- _WORK TASK_
In your answer, every line of the records should be written out exactly.

-- EXTRACTED DATA follows --

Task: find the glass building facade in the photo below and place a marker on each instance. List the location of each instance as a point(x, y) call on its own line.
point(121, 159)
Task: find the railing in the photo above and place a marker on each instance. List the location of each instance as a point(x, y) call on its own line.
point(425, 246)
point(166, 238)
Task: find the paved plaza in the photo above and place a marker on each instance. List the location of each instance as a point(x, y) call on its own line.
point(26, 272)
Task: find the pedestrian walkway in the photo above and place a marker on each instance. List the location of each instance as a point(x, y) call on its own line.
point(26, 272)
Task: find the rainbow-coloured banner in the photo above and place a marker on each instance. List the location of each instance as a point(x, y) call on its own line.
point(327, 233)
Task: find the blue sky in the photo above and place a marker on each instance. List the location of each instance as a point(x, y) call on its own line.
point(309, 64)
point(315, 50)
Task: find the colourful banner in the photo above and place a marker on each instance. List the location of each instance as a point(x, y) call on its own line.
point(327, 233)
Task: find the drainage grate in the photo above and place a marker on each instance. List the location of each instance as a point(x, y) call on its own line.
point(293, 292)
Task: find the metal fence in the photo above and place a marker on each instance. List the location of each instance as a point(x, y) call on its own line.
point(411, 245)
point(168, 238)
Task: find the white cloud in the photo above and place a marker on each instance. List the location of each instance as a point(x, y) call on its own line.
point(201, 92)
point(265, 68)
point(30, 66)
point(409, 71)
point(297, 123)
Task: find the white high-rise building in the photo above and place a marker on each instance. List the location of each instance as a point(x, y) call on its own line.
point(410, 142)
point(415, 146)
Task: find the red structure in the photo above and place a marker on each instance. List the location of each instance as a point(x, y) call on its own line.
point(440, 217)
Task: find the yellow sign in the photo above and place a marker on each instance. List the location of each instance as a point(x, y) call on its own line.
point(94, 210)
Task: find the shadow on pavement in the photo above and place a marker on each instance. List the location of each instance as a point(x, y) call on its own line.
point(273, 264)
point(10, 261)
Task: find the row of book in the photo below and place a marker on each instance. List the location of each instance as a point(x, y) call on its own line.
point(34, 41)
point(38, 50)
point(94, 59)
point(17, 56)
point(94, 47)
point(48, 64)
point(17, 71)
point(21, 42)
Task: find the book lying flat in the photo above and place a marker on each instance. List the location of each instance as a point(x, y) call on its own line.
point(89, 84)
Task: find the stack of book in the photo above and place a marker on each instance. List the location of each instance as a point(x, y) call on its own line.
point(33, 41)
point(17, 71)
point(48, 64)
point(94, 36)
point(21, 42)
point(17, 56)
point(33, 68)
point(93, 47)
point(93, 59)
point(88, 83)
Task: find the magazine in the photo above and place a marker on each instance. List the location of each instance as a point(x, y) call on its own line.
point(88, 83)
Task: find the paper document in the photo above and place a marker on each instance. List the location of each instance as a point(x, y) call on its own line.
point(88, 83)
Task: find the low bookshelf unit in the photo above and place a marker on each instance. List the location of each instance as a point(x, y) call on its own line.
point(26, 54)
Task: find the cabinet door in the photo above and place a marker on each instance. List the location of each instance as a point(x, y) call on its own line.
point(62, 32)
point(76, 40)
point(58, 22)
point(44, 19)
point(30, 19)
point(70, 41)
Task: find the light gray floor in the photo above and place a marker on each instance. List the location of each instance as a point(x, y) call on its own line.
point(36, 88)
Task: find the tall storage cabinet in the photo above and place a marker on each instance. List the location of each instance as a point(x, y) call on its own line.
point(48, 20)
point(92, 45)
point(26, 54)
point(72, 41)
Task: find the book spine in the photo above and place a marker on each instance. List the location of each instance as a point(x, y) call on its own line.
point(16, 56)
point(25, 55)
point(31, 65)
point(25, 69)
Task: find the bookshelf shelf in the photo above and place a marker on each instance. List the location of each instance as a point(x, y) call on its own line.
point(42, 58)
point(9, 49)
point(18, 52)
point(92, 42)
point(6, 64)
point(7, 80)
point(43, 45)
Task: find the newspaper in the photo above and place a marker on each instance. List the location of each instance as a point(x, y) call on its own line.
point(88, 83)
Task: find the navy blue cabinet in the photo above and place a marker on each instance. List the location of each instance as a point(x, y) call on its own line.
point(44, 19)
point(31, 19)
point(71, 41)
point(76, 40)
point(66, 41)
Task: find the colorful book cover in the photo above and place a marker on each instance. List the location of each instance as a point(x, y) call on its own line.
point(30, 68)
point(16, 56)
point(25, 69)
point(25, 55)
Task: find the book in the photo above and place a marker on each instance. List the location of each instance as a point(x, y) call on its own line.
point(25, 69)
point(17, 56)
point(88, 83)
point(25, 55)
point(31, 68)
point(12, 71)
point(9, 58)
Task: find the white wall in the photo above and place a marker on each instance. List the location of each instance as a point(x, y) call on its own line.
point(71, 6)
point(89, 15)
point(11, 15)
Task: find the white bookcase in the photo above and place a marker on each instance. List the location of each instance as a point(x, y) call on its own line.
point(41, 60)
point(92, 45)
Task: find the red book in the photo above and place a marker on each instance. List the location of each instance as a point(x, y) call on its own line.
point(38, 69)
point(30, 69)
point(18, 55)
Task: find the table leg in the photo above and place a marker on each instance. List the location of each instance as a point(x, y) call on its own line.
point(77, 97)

-- EXTRACTED DATA concluded --

- _RESPONSE BOX_
Task: find the glass building facade in the photo below and place a marker on each instance. List the location of each instance as a point(x, y) call on its own line.
point(121, 159)
Task: find the railing in the photo above and place a marker on each instance. List the location of each instance as a point(x, y) call on its own line.
point(425, 246)
point(166, 238)
Task: find the paved plaza in the photo above and place a marker on each instance. List the location of each instance as a point(x, y) call on its own line.
point(26, 272)
Task: find the pedestrian walkway in the photo above and place a marker on each instance. List the location of each instance as a point(x, y) call on its own line.
point(26, 272)
Task: find the rainbow-coloured banner in the photo above and place a marker on each instance. List the location of each instance as a point(x, y) call on its own line.
point(327, 233)
Task: find the blue sky in the photo above and place a marker on each instance. List the location of each instance as a point(x, y) call on its own line.
point(309, 64)
point(315, 50)
Task: find the colourful banner in the photo above and place a marker on each instance. List the location of each instance as a point(x, y) call on its own line.
point(327, 233)
Task: find the drainage grate in the photo above and place a marker on each instance. List the location of each instance as a point(x, y) call on its own line.
point(293, 292)
Task: find the metal fence in the photo above and place a marker on each instance. List the location of each instance as a point(x, y) call on its own line.
point(411, 245)
point(168, 238)
Task: find the white cloud in the photo above and place a marker on each instance. List the location of each instance as a point(x, y) call on its own line.
point(201, 92)
point(265, 68)
point(30, 66)
point(409, 71)
point(297, 123)
Task: find the white high-rise building in the photo above and place a marker on each instance. List the location of each instance as a point(x, y) call on its own line.
point(410, 142)
point(415, 146)
Task: find the red structure in the photo above and place a marker on each instance. List the location of each instance as a point(x, y) call on its own line.
point(440, 217)
Task: find the yellow sign in the photo above and place a marker on each instance. List the location of each instance as a point(x, y) call on its own line.
point(94, 210)
Task: find the shadow on pavement in the photo above and place a marker on each instance. List the location of each instance as a point(x, y) call on its own line.
point(273, 264)
point(10, 261)
Task: find the row of book in the photo below and place a marker on each instance. List the location of each instance as a point(x, y) call on its own line.
point(34, 41)
point(38, 50)
point(94, 59)
point(17, 56)
point(94, 47)
point(48, 64)
point(17, 71)
point(21, 42)
Task: find the book lying flat in the photo above and place a marker on each instance. List the location of each instance as a point(x, y) call on its own line.
point(89, 84)
Task: find the stack of book in the photo above and place a marker on each instance. List the location of each instance as a point(x, y) call on its own line.
point(33, 41)
point(17, 71)
point(48, 64)
point(94, 36)
point(21, 42)
point(17, 56)
point(33, 68)
point(93, 47)
point(93, 59)
point(88, 83)
Task: find the magazine in the photo above and place a marker on each instance. List the location of each instance as a point(x, y) call on its own line.
point(88, 83)
Task: find the paper document in the photo above and place a marker on each instance. List the location of each instance as a point(x, y) call on its own line.
point(88, 83)
Task: find the low bookshelf unit in the photo above and place a marker on each instance. List the location of each instance as a point(x, y) call on its own line.
point(26, 54)
Task: find the cabinet door in the photo above and place a marker on each instance. List the location of each instance as a point(x, y) call on its own line.
point(62, 32)
point(76, 40)
point(58, 22)
point(44, 19)
point(30, 19)
point(70, 41)
Task: find the light gray floor in the photo above and place a marker on each instance. List the location of each instance as a point(x, y) call on its own line.
point(36, 88)
Task: find the tall storage cabinet in the photo above and place a marker on each instance. List the location of each instance as a point(x, y) call on its own line.
point(48, 20)
point(92, 45)
point(26, 54)
point(72, 41)
Task: find the book spine in the photo above and place a marker on each instance. List the location of each instance as a point(x, y) call on its own line.
point(16, 56)
point(25, 55)
point(31, 65)
point(25, 69)
Task: find the bookshelf shelf in the photo above and place a marker on each instance. List the location of each instance as a point(x, y) call on its own line.
point(42, 58)
point(9, 49)
point(18, 52)
point(92, 42)
point(6, 64)
point(7, 80)
point(43, 45)
Task: find the newspaper in the photo above and place a marker on each instance. List the location of each instance as a point(x, y) call on its own line.
point(88, 83)
Task: find the navy blue cabinet in the photo above and place a marker on each instance. List the location of each instance as a point(x, y) call on its own line.
point(44, 19)
point(31, 19)
point(71, 41)
point(76, 40)
point(66, 41)
Task: find the colorful book cover in the photo above and place a marker on each instance. List the location of each instance as a point(x, y) call on its own line.
point(30, 68)
point(16, 56)
point(25, 69)
point(25, 55)
Task: find the book in the photo above and place a marker on each instance. List the location of each instance as a point(x, y) call on its own line.
point(25, 69)
point(17, 56)
point(88, 83)
point(25, 55)
point(31, 68)
point(12, 71)
point(9, 58)
Task: find the white wall in the photo above and place a marker on each instance. List the location of each instance as a point(x, y) call on its own line.
point(71, 6)
point(89, 15)
point(11, 15)
Task: find the white bookcase in the photo above and place a marker on each instance. List the location of each instance as a point(x, y) call on its own line.
point(41, 60)
point(92, 45)
Task: find the red book in the photo above and place a marker on each instance. List the location of each instance as a point(x, y) call on its own line.
point(38, 69)
point(30, 69)
point(18, 55)
Task: find the table leg in the photo above and place a marker on each instance. List the location of each instance as a point(x, y) call on its own line.
point(77, 97)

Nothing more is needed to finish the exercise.